■ Document section
* * *

CBS' reporter/rumormonger Jon Heyman posted an oddly defensive column today about Max Scherzer and pitcher wins. This is not the first column of the season to advocate giving the Cy Young award to Scherzer for his (so far) 19-1 season, nor even the first to go through a tortured attempt at reasoning that boils down to, "Yeah, we know pitcher wins don't matter, but Scherzer has a lot of them so yes, they do." What's strange here is the sheer amount of pandering toward the stats-minded win-denying crowd in what one suspects will be a vain attempt to avoid reaping the Twitter whirlwind. I count seven such capitulations in the space of this single entry, three of them crediting "stat guys/the stats set/the stat set" (clearly self-identified "stat guys" need to get together and come up with some kind of definitive moniker lest we get "stats dudes," "stats bros" and "stats homies" in some future column):
1. "Wins do matter (though clearly not nearly as much as we once thought -- and I give the stat guys credit for pointing this out.)"
2. "It's fair and right that the value of win totals and winning percentages for starters has been greatly diminished over the years (we long ago knew they didn't necessarily mean so much for relievers), and that's OK."
3. "The historic record no longer guarantees he's a runaway winner -- fairly -- but it still says something about his season."
4. "The stat set has made its point, and it was a good one. Starters' wins ain't what they used to be. There are a lot better numbers to illustrate a pitcher's performance over a season than wins and losses."
5. "Wins clearly aren't among the better stats to determine a pitcher's performance, that's fair to say. And yes, give the stat set credit for pointing that out years ago."
6. "So no, wins aren't close to the perfect measure."
7. "Yes, there is a lot of luck involved in getting pitcher wins."
That's a hell of a lot of "Please, don't hit me" for a single column. Now, we all know how Twitter can get sometimes, and if a fellow writer wants to duck some abuse I certainly empathize. We've long since passed the point where stating an unpopular opinion was a safe thing to do if you don't have the skin like a rhino. So few of us do, myself included. But insofar as the argument itself, it's redolent of special pleading. In effect, Heyman is saying, "Yes, I concede your point about wins, but Scherzer has so many of them that we should overlook the fact that you're right." Somehow, having a lot of wins and just one loss overturns all other reasoning.

* * *

■ Material
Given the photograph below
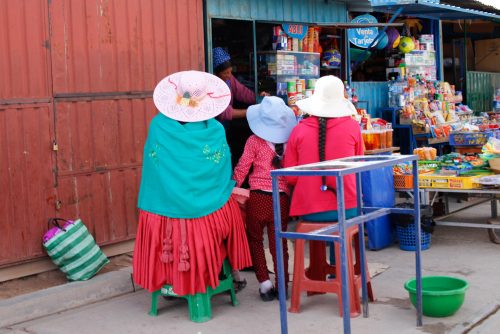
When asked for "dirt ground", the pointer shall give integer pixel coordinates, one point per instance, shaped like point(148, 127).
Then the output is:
point(52, 278)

* * *

Please carry on the commentary about Max Scherzer and pitcher wins from its last sentence. The material can be left aside.

■ Result
To his credit, Heyman makes some effort to defend that position. However, it's unnecessary in this instance because he is right, or at least as close to right as one can be in what is ultimately a subjective situation. He just isn't right for the reasons he thinks he is. And whereas I don't have a special hotline to the "stats guys" or the "stats set" (much as with Monty Python's "Judean People's Front" and "People's Front of Judea," these appellations may designated distinct sects), I suspect he's jousting with a straw man.
The simple reason for that wins or not, Scherzer has had a very good year, one of the best in the American League if not the best. That he has a historically unusual win-loss record is nice in a decorative way, like a buttercream flower on a birthday cake. It still doesn't necessarily indicate a great deal by itself. Slight digression: One of my favorite dead-guy players is Johnny Allen, a right-hander who pitched primarily with the Yankees and Indians in the 1930s. I like him for several reasons:
- You know that clichéd baseball story, the one about the grizzled scout rolling into some dingy hotel in the middle of the night and the bellhop says, "Say, mister. I can pitch a little?" The scout is appropriately skeptical but figures, "What the heck, might as well see him throw a few?" That's actually how Allen was discovered.
- He was, shall we say, colorfully temperamental. Allen was pitching for the Dodgers in 1941 when an umpire called a balk on him. He snapped completely -- manager Leo Durocher had to pry his fingers from around the umpire's neck.
- He once walked off the field in the middle of a start because the umpire wouldn't let him pitch with sleeves that he had cut into ribbons.
- Most germane to this article: He tended to Scherzer-like records.
In his rookie year, Allen went 17-4; his .810 winning percentage led the American League. In 1937, he went 15-1. He started out the season 15-0 and picked up the one loss by losing 1-0 on a run that scored due to an error by his third baseman -- who he tried to kill, naturally. His .938 winning percentage is still one of the best of all time.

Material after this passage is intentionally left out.